Stated goal —
Present every line of the records below as a Markdown table with two columns, No. and Line: the row number and the line itself. Leave out blank lines.

(Records from a data source)
★ ★ ★ ★ ★ ★ ★

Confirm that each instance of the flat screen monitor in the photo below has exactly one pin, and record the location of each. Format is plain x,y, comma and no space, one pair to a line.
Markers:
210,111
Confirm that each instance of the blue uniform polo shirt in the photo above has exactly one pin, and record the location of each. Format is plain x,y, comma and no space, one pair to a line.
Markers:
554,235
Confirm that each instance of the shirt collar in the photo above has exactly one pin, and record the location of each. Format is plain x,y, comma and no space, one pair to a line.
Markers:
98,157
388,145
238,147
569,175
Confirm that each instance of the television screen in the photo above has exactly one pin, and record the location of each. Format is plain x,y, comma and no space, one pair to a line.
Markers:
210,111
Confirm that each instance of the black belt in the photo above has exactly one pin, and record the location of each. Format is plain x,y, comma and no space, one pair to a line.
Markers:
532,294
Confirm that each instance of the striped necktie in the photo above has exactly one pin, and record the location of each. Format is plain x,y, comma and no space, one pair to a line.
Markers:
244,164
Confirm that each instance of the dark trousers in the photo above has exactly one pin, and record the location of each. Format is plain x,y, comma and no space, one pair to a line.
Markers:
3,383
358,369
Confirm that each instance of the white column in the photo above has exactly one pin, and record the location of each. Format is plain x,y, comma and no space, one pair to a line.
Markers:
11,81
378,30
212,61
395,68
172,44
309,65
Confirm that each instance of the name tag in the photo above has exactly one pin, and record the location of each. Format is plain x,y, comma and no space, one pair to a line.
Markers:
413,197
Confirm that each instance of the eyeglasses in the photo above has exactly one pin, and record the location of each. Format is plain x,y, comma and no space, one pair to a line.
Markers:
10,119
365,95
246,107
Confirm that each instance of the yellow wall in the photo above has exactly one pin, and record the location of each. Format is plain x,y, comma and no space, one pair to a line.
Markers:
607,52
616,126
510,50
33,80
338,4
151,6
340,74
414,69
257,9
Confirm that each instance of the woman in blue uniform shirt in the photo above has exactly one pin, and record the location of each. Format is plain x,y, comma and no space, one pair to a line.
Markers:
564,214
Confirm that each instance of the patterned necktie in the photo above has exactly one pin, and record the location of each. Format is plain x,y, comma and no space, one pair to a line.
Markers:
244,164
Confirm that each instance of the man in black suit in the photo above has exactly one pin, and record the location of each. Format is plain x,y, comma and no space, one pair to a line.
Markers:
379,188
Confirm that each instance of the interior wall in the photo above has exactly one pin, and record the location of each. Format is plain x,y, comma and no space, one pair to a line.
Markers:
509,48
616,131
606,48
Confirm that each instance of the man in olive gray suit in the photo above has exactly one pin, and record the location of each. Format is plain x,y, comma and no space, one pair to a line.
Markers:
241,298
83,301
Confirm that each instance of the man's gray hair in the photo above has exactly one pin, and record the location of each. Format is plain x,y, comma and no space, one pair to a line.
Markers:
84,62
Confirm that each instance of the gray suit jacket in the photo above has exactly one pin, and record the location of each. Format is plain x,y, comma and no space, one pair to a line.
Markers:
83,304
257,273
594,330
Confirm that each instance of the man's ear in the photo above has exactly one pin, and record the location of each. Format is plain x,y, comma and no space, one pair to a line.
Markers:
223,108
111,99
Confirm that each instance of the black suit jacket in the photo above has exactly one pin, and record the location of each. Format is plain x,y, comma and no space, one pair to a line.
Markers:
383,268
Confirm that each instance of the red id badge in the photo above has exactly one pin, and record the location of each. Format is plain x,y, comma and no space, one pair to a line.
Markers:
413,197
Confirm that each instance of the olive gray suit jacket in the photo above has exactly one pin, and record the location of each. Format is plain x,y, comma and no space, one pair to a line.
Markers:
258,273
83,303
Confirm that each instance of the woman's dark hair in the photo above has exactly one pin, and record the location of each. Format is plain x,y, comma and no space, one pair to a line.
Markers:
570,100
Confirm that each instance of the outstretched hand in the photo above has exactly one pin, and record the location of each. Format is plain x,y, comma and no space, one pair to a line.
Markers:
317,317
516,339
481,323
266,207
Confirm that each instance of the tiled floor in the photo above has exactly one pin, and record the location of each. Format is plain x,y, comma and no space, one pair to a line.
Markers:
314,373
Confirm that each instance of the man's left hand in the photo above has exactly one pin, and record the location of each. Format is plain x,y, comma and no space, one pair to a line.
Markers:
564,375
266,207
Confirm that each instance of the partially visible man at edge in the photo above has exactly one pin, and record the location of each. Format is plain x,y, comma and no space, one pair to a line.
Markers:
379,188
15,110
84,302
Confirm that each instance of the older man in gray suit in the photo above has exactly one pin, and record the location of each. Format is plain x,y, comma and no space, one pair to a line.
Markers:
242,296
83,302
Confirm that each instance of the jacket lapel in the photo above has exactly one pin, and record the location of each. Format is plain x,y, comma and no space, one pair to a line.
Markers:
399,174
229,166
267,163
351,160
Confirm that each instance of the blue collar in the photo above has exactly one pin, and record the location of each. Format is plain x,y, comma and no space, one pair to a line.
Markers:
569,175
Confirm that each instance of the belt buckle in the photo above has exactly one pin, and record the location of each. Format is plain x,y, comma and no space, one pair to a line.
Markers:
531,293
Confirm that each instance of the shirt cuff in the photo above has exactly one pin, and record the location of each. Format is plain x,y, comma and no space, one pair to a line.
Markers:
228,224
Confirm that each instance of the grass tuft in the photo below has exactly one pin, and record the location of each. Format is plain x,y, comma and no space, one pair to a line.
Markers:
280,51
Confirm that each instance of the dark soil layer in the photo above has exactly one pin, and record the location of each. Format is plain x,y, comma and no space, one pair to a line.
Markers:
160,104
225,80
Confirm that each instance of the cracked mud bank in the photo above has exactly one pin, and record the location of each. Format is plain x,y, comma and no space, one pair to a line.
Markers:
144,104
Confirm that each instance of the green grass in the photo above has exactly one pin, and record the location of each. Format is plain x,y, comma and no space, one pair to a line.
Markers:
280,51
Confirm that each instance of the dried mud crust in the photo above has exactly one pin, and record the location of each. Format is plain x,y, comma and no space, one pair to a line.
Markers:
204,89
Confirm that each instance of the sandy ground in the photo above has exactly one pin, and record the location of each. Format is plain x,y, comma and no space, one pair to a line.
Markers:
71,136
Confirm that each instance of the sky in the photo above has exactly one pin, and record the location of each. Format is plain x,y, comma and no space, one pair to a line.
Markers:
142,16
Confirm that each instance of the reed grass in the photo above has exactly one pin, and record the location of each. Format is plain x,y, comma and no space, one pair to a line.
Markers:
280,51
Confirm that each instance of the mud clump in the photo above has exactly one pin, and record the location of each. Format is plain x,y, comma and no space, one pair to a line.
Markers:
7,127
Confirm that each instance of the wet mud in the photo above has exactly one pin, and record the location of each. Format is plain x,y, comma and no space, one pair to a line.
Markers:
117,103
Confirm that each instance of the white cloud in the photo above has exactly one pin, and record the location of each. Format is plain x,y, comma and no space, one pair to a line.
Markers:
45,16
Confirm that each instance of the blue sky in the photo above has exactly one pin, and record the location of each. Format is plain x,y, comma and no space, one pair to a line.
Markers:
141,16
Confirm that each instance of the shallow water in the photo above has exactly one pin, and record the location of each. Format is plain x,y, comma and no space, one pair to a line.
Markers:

★ ★ ★ ★ ★ ★ ★

Answer to the task —
| No. | Line |
|---|---|
| 1 | Confirm that each instance of the flat screen monitor in the photo below has exactly one pin, and record the location of each. Format is plain x,y, comma and no space, one pair to a line. |
| 2 | Markers: |
| 3 | 210,111 |
| 4 | Confirm that each instance of the blue uniform polo shirt in the photo above has exactly one pin, and record the location of each. Format is plain x,y, comma and no space, one pair to a line. |
| 5 | Markers: |
| 6 | 554,235 |
| 7 | Confirm that each instance of the shirt collar in the photo above has exactly one pin, and record the location of each. Format is plain x,y, comma and no space, one pair to a line. |
| 8 | Markers: |
| 9 | 98,157 |
| 10 | 388,145 |
| 11 | 238,147 |
| 12 | 569,175 |
| 13 | Confirm that each instance of the television screen in the photo above has exactly one pin, and record the location of each. Format is plain x,y, comma and no space, one pair to a line. |
| 14 | Markers: |
| 15 | 210,111 |
| 16 | Confirm that each instance of the black belt in the photo above has exactly one pin, and record the location of each. Format is plain x,y, comma and no space, one pair to a line. |
| 17 | Markers: |
| 18 | 532,294 |
| 19 | Confirm that each instance of the striped necktie in the photo above has exactly one pin, and record the location of each. Format is plain x,y, comma and no space, one pair to a line. |
| 20 | Markers: |
| 21 | 244,164 |
| 22 | Confirm that each instance of the dark trousers in the photo above has exactly one pin, and record the location of each. Format is plain x,y, comma and no space, one pair to a line. |
| 23 | Markers: |
| 24 | 3,383 |
| 25 | 358,369 |
| 26 | Confirm that each instance of the white column in the photo above has exactly one pin, and record the location of each. Format is plain x,y, comma and no space, one pair to a line. |
| 27 | Markers: |
| 28 | 11,81 |
| 29 | 378,30 |
| 30 | 212,61 |
| 31 | 395,68 |
| 32 | 172,44 |
| 33 | 309,65 |
| 34 | Confirm that each instance of the name tag in the photo above has exactly one pin, and record the location of each. Format is plain x,y, comma and no space, one pair to a line. |
| 35 | Markers: |
| 36 | 413,197 |
| 37 | Confirm that each instance of the eyeglasses in the photo above has exactly one pin, and record the location of each. Format is plain x,y, comma and no space, one pair to a line. |
| 38 | Markers: |
| 39 | 10,119 |
| 40 | 365,95 |
| 41 | 246,107 |
| 42 | Confirm that each instance of the yellow wall in the photo above has exactly one pin, and record the location of each. Format is plain x,y, comma and no space, one pair to a line. |
| 43 | Markers: |
| 44 | 607,52 |
| 45 | 616,126 |
| 46 | 510,50 |
| 47 | 33,80 |
| 48 | 338,4 |
| 49 | 151,6 |
| 50 | 340,74 |
| 51 | 414,69 |
| 52 | 257,9 |
| 53 | Confirm that each instance of the woman in blue uniform shirt in the photo above has exactly one pin, and record the location of each. Format is plain x,y, comma and no space, one pair to a line. |
| 54 | Markers: |
| 55 | 564,214 |
| 56 | Confirm that each instance of the patterned necktie in the photo above has exactly one pin, and record the location of each. Format is plain x,y, comma and no space, one pair to a line. |
| 57 | Markers: |
| 58 | 244,164 |
| 59 | Confirm that each instance of the man in black suit in the photo above has exactly one pin, and record the location of each. Format is plain x,y, comma and no space, one pair to a line. |
| 60 | Markers: |
| 61 | 379,188 |
| 62 | Confirm that each instance of the interior wall in the photo above has exactly one pin, and record the location of each. Format is plain x,y, comma and no space, one pair to a line. |
| 63 | Markers: |
| 64 | 509,48 |
| 65 | 616,131 |
| 66 | 606,48 |
| 67 | Confirm that each instance of the man in olive gray suit in the photo above has exactly one pin, and record the location of each. Format is plain x,y, comma and no space, one pair to a line. |
| 68 | Markers: |
| 69 | 241,298 |
| 70 | 83,301 |
| 71 | Confirm that each instance of the man's gray hair in the photo above has exactly one pin, and record the location of each. Format is plain x,y, comma and no space, one pair to a line. |
| 72 | Markers: |
| 73 | 84,62 |
| 74 | Confirm that each instance of the gray suit jacket in the photo above has exactly one pin, and record the location of each. Format is plain x,y, comma and no space, one pair to a line. |
| 75 | Markers: |
| 76 | 83,304 |
| 77 | 257,273 |
| 78 | 594,330 |
| 79 | Confirm that each instance of the man's ear in the photo above has exactly one pin, and record the location of each. Format is plain x,y, comma and no space, one pair to a line. |
| 80 | Markers: |
| 81 | 223,108 |
| 82 | 111,99 |
| 83 | Confirm that each instance of the black suit jacket in the photo above has exactly one pin, and record the location of each. Format is plain x,y, comma and no space, one pair to a line. |
| 84 | Markers: |
| 85 | 383,268 |
| 86 | Confirm that each instance of the red id badge in the photo above has exactly one pin, and record the location of each. Format is plain x,y, comma and no space, one pair to a line. |
| 87 | Markers: |
| 88 | 413,197 |
| 89 | Confirm that each instance of the olive gray suit jacket in the photo above has exactly one pin, and record the location of each. Format is plain x,y, comma and no space, one pair to a line. |
| 90 | Markers: |
| 91 | 258,273 |
| 92 | 83,303 |
| 93 | Confirm that each instance of the woman's dark hair in the photo above has exactly one pin, and record the location of each. Format is plain x,y, comma and no space, one pair to a line. |
| 94 | Markers: |
| 95 | 570,100 |
| 96 | Confirm that each instance of the outstretched hand in the photo above has exactly one pin, and record the location of each. Format is plain x,y, comma and no space, one pair to a line. |
| 97 | Markers: |
| 98 | 317,317 |
| 99 | 516,339 |
| 100 | 481,323 |
| 101 | 266,207 |
| 102 | Confirm that each instance of the tiled floor in the photo above has exactly one pin, and record the location of each. Format is plain x,y, comma and no space, one pair to a line. |
| 103 | Markers: |
| 104 | 314,373 |
| 105 | Confirm that each instance of the man's left hand in the photo above has exactly one pin, and record the location of each. Format is plain x,y, comma and no space, one pair to a line. |
| 106 | Markers: |
| 107 | 564,375 |
| 108 | 266,207 |
| 109 | Confirm that each instance of the partially visible man at edge in the photo above has exactly one pin, and record the location of each. Format is plain x,y, comma and no space, one pair to a line. |
| 110 | Markers: |
| 111 | 379,188 |
| 112 | 15,110 |
| 113 | 84,302 |
| 114 | Confirm that each instance of the older man in gray suit in the photo above has exactly one pin, and record the location of each. Format is plain x,y, comma and no space, one pair to a line. |
| 115 | Markers: |
| 116 | 242,296 |
| 117 | 83,302 |
| 118 | Confirm that each instance of the jacket lapel in the photo above has exactly one pin, and record the location of each. Format is plain x,y, comma and no space, one pair to a line. |
| 119 | Markers: |
| 120 | 399,174 |
| 121 | 229,166 |
| 122 | 267,163 |
| 123 | 351,160 |
| 124 | Confirm that each instance of the blue collar in the photo above has exactly one pin, and record the location of each. Format is plain x,y, comma and no space, one pair to a line. |
| 125 | Markers: |
| 126 | 569,175 |
| 127 | Confirm that each instance of the belt buckle in the photo above has exactly one pin, and record the location of each. Format is plain x,y, comma and no space, one pair to a line. |
| 128 | Markers: |
| 129 | 531,293 |
| 130 | Confirm that each instance of the shirt cuff in the photo above has exactly one pin, and record the location of each. Format is plain x,y, comma and no space, one pair to a line. |
| 131 | Markers: |
| 132 | 228,224 |
| 133 | Confirm that each instance of the grass tuft in the photo below has exactly one pin, and record the location of each. Format is plain x,y, comma and no space, one pair to a line. |
| 134 | Markers: |
| 135 | 280,51 |
| 136 | Confirm that each instance of the dark soil layer in the photo above has exactly one pin, and record the location of each. Format is plain x,y, comma and no space, one pair to a line. |
| 137 | Markers: |
| 138 | 160,104 |
| 139 | 225,80 |
| 140 | Confirm that each instance of the cracked mud bank in the photo above has exactly one pin, and record the location of each. Format is plain x,y, comma and no space, one pair to a line. |
| 141 | Markers: |
| 142 | 144,104 |
| 143 | Confirm that each instance of the green grass in the photo above has exactly one pin, and record the location of each. Format is plain x,y, comma and no space, one pair to a line. |
| 144 | Markers: |
| 145 | 280,51 |
| 146 | Confirm that each instance of the dried mud crust in the photo above has exactly one pin, and record the location of each. Format is plain x,y, comma and no space, one pair to a line. |
| 147 | Markers: |
| 148 | 204,89 |
| 149 | Confirm that each instance of the sandy ground in the photo above has exactly one pin, and record the location of each. Format is plain x,y, comma and no space, one pair to a line. |
| 150 | Markers: |
| 151 | 71,136 |
| 152 | Confirm that each instance of the sky in the photo above has exactly one pin, and record the location of each. Format is plain x,y, comma and no space, one pair to a line. |
| 153 | Markers: |
| 154 | 142,16 |
| 155 | Confirm that each instance of the reed grass in the photo above has exactly one pin, and record the location of each. Format is plain x,y, comma and no space, one pair to a line. |
| 156 | Markers: |
| 157 | 280,51 |
| 158 | Confirm that each instance of the mud clump in the photo above has exactly one pin, and record the location of each. Format is plain x,y, comma and no space, one pair to a line. |
| 159 | Markers: |
| 160 | 7,127 |
| 161 | Confirm that each instance of the wet mud in the photo above has exactly one pin, and record the location of each. Format is plain x,y, comma and no space, one pair to a line. |
| 162 | Markers: |
| 163 | 117,103 |
| 164 | Confirm that each instance of the white cloud in the photo above has exactly one pin, and record the location of each. Format is plain x,y, comma and no space, one pair to a line. |
| 165 | Markers: |
| 166 | 45,16 |
| 167 | Confirm that each instance of the blue sky in the photo above has exactly one pin, and record the location of each. Format is plain x,y, comma and no space, one pair to a line. |
| 168 | Markers: |
| 169 | 141,16 |
| 170 | Confirm that each instance of the shallow water in the photo above has exactly one pin, and record the location of each. Format is plain x,y, comma and no space, one pair to a line. |
| 171 | Markers: |